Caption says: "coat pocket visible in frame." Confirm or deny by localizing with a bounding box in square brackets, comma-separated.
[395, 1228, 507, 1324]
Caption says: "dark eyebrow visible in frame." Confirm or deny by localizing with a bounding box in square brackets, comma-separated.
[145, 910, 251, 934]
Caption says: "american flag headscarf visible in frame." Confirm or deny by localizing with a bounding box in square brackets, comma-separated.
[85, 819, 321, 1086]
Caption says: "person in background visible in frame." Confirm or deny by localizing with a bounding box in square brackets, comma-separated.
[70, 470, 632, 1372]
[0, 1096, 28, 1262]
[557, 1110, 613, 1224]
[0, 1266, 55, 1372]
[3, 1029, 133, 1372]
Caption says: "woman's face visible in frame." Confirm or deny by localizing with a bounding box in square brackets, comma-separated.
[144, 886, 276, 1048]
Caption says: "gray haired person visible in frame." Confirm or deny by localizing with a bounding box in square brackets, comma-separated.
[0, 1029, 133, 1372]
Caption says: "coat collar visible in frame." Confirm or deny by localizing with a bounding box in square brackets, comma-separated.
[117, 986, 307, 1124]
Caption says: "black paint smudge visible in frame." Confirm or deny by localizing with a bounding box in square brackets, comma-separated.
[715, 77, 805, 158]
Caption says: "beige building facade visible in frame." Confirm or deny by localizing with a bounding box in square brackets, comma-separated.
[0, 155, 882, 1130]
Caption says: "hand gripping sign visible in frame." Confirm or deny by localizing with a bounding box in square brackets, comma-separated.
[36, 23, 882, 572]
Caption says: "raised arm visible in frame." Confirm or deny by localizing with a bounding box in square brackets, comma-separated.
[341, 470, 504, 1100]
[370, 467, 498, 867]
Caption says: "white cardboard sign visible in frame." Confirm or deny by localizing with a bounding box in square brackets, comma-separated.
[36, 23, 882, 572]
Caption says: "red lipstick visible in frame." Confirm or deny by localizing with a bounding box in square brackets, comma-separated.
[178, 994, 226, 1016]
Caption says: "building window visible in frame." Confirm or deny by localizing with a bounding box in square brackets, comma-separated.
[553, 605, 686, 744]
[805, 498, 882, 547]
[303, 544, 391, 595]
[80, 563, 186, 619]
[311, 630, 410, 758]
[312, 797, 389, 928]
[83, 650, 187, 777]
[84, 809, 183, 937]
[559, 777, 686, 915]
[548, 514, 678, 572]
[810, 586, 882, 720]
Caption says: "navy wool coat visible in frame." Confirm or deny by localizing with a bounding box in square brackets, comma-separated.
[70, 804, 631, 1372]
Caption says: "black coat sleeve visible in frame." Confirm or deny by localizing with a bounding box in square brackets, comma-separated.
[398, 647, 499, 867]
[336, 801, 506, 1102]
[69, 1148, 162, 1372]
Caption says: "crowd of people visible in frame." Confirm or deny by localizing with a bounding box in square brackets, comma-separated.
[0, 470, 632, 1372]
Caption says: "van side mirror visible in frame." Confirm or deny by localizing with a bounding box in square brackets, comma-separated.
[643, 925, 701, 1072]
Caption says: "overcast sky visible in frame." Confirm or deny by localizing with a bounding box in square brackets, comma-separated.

▬▬▬▬▬▬▬▬▬▬

• **What the exercise asks**
Format every line of the rows above as a Markdown table, skipping blank lines, with a "Line No." column for the sequential number and a "Line Text" column for the line itself.

• **Written response**
| Line No. | Line Text |
|---|---|
| 1 | Caption says: "coat pocket visible in frame." Confirm or deny by localizing with a bounding box in square brackets, comma-separated. |
| 2 | [395, 1228, 507, 1324] |
| 3 | Caption says: "dark eyebrow visible in frame." Confirm or deny by localizing with a bounding box in square brackets, comma-separated. |
| 4 | [145, 910, 251, 934] |
| 5 | Caption says: "american flag headscarf visible in frame." Confirm or deny by localizing with a bounding box in square brackets, comma-separated. |
| 6 | [85, 819, 321, 1086] |
| 7 | Caption says: "person in background visible in frame." Confirm or deny by localizing with a bounding box in square brackets, comma-separated. |
| 8 | [70, 470, 632, 1372] |
| 9 | [0, 1096, 28, 1262] |
| 10 | [557, 1110, 613, 1224] |
| 11 | [0, 1266, 55, 1372] |
| 12 | [3, 1029, 133, 1372] |
| 13 | Caption says: "woman's face visible in frame." Confirm or deny by localizing with a bounding box in square brackets, comma-separated. |
| 14 | [144, 886, 276, 1048] |
| 15 | Caption says: "gray haired person visible in frame." Confirm or deny by localizing with a bounding box in square brackets, comma-separated. |
| 16 | [0, 1029, 133, 1372] |
| 17 | Caption says: "coat collar visible in frame." Confirm or deny by localizing with a bounding box in square brackets, comma-separated. |
| 18 | [117, 986, 307, 1124] |
| 19 | Caption says: "black paint smudge visible in frame." Confirm or deny by localizing with a bounding box in square brackets, comma-separated. |
| 20 | [715, 77, 805, 158] |
| 21 | Caption says: "beige building facade visible in frame." Confirm or deny by localizing with a bounding box in square brackets, comma-separated. |
| 22 | [0, 155, 882, 1130] |
| 23 | Caption says: "hand gripping sign visible in frame." Confirm or deny by localizing with a bounding box in square brackets, comma-separated. |
| 24 | [36, 23, 882, 572] |
| 25 | Caption says: "raised arm visible in frame." Confirm or deny by localizing with a bounding box in square brackets, comma-separated. |
| 26 | [341, 470, 504, 1100] |
| 27 | [370, 467, 498, 867] |
| 28 | Caption says: "white cardboard sign visible in frame." Confirm or deny by localizing with a bounding box in square brackets, comma-separated. |
| 29 | [36, 23, 882, 572] |
| 30 | Caption says: "red lipstick visible in frame." Confirm or deny by localizing with a bounding box in square brackets, comma-separated. |
| 31 | [178, 994, 226, 1016] |
| 32 | Caption says: "building window visible in frame." Confirm or deny by localizing with a bounding box in square brackets, comma-separated. |
| 33 | [553, 605, 686, 744] |
| 34 | [805, 498, 882, 547] |
| 35 | [303, 544, 391, 595] |
| 36 | [80, 563, 186, 619] |
| 37 | [311, 630, 410, 758] |
| 38 | [312, 797, 389, 928] |
| 39 | [83, 650, 187, 777] |
| 40 | [84, 809, 183, 937] |
| 41 | [559, 777, 686, 915] |
| 42 | [548, 514, 678, 572] |
| 43 | [810, 586, 882, 720] |
| 44 | Caption says: "navy wool coat visible in frame." Confirm or deny by localizing with a bounding box in square brackets, comma-separated. |
| 45 | [70, 804, 631, 1372] |
| 46 | Caption says: "black coat sleeve visible in frame." Confirm or deny by localizing with a bounding box in square brackets, comma-separated. |
| 47 | [398, 647, 499, 867] |
| 48 | [336, 801, 506, 1102] |
| 49 | [69, 1148, 162, 1372] |
| 50 | Caption says: "crowd of people visible in frame." Confirm or deny by localizing with a bounding box in square brackets, comma-separated. |
| 51 | [0, 470, 632, 1372] |
| 52 | Caption says: "van side mirror visible in frame." Confirm or deny by localizing with a bounding box in square brackets, comma-separated. |
| 53 | [643, 925, 701, 1072] |
| 54 | Caption says: "overcast sky visible in frame." Confirm or deny by localizing with a bounding box in square brackets, comma-separated. |